Work instructions
Pick up the excerpt on cloud computing for broadcast infrastructure after its last sentence and write what comes next.

Source excerpt
◆ ◆ ◆ ◆ ◆

Using a virtual appliance running on a cloud-based platform, an IT manager can simply deploy the new server as a single encapsulated file and boot it instantly. Today, these virtual appliances can actually be purchased as pre-built systems from companies, where, with a credit card it's possible to simply go online and order a new web server or e-mail server and have it instantly deployed on your favorite cloud platform. Contrast this process of around two minutes with the 10 days required in our previous example.
Leading on from this, many of the key cloud providers have now developed data center automation systems, which allow automatic start-up, shut down and movement of running virtual servers based on rules, scripts and load balancing algorithms. This allows a cloud-based application to automatically start additional servers when the load becomes high. This technique is used to great effect by Amazon as it scales its active servers to match the current demand for its services.
Using the above techniques, there is no reason why a broadcaster can't provision relevant media services in a similar way. Already, this technology can provide a useful contribution to the broadcast technology industry.
Today, several broadcast vendors are marketing solutions based on these technologies, which will develop further over the next few years to provide an important component in the way we architect and deploy future broadcast platforms. It has the potential to change the face of broadcast technology forever, empowering broadcasters to provision additional services quicker and at a lower cost than at any time in the past.
To take advantage of these technologies, however, a next generation of systems integration is required. Integration at the network and software interface level will become an important differentiator of systems integrators in the future.
Applying cloud infrastructure to broadcast applications
VMs have enabled a new public utility of cloud-based computing, providing IT resources that are charged based on usage. This new utility has transformed the way IT companies deploy applications hosted on x86 server architecture, allowing them to quickly deploy new software and services.
More recently, vendors of broadcast technology have extended their use of the x86 Intel server architecture as they move towards workflows based on files. In the early days, it was back-room systems such as Traffic and Scheduling that made the most use of an x86 architecture. As IT servers become ever more powerful, many of the broadcasting tasks, which historically have been handled by unique proprietary DSPs, are now able to be carried out, using software, on standard IT servers. If we look at an entire workflow — ingest, transmission and uplink — of a typical publisher-broadcaster, we will find IT servers running applications at every stage.
Baseband video is always going to be a problem for a cloud-based platform. The whole point is that the cloud-based platform uses standardized interfaces such as Cat 5 and IP, and not broadcast-specific standards such as SMPTE 424M (3Gb/s HD/SDI).
In a cloud-based application, the essence of a broadcast transaction will remain the same, but the interface is likely to change. Its foundations will still be based on broadcast standards — for example, SPMTE 424M — which cover the interface for transmission of 3G digital video signals over a single coaxial cable with BNC connectors. In a cloud-based application, the essence of that transaction will remain the same, but the interface is likely to change. The essence will still be based on broadcast standards, but the interface will be an IT interface.
This has already happened in the coding and MUX world, where traditionally signals passed around as DVB-compliant TS on ASI via coax and BNC connectors. Today, the same DVB-compliant TS is passed to the same broadcast standards, but it is now carried over UDP/IP or RTP/IP on a standard twisted pair and Cat 5.

◆ ◆ ◆ ◆ ◆

Provided records
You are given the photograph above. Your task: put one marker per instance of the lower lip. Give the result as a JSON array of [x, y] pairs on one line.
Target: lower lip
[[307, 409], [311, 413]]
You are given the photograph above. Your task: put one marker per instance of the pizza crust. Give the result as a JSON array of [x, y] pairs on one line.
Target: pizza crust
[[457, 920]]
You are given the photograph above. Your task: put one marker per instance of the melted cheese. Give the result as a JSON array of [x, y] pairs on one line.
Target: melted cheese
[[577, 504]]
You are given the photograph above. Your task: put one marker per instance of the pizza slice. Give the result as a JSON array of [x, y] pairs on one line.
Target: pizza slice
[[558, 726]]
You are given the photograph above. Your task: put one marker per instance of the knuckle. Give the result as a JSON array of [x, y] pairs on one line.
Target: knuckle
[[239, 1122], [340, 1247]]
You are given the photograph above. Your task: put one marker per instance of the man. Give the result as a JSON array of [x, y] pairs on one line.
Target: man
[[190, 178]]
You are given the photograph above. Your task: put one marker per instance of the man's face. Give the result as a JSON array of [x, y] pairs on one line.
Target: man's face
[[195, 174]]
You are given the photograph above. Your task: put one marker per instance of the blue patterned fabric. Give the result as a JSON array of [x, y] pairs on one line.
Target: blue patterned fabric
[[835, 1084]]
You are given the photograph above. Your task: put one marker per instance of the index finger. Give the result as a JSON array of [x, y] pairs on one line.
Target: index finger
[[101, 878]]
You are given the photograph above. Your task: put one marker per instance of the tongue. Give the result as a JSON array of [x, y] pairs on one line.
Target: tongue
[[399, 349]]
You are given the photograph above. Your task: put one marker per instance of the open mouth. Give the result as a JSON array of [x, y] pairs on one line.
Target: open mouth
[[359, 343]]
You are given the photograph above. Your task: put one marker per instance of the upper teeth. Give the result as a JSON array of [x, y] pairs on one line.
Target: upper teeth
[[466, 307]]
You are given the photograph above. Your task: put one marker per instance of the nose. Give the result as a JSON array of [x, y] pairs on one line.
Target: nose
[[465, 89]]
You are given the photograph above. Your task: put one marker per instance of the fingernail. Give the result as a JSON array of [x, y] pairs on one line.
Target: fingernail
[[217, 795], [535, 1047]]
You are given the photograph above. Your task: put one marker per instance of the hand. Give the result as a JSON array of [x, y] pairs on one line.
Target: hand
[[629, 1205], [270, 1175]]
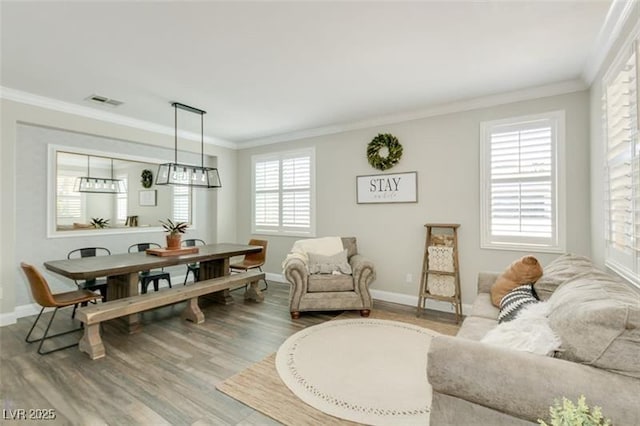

◆ ◆ ◆ ◆ ◆

Solved problem
However, because the direct ingest of media as files is now commonplace, this effectively negates the need for a conversion from the baseband material. If baseband is unavoidable, then products equipped with Sony's e-VTR interface and protocol allow a stream to be sent directly from the tape onto a network. Up to 70 percent of broadcasters' content is now being delivered by file rather than tape. Over the last 12 months, during which time the tsunami in Japan made tape products scarce, there was a significant switch to file-based delivery — allowing the migration to the cloud to happen that bit more swiftly.
Even live feeds coming in from live news or sports events can be accommodated. More recently designed DSNG vans and OB vehicles can deliver live material by using IP delivery protocols. Often today when these signals get to the broadcast center, they are converted to a baseband SDI signal, but this is often only to satisfy the needs of other legacy equipment. In a total cloud-based system, this wouldn't need to happen, allowing the live signal to remain as a stream.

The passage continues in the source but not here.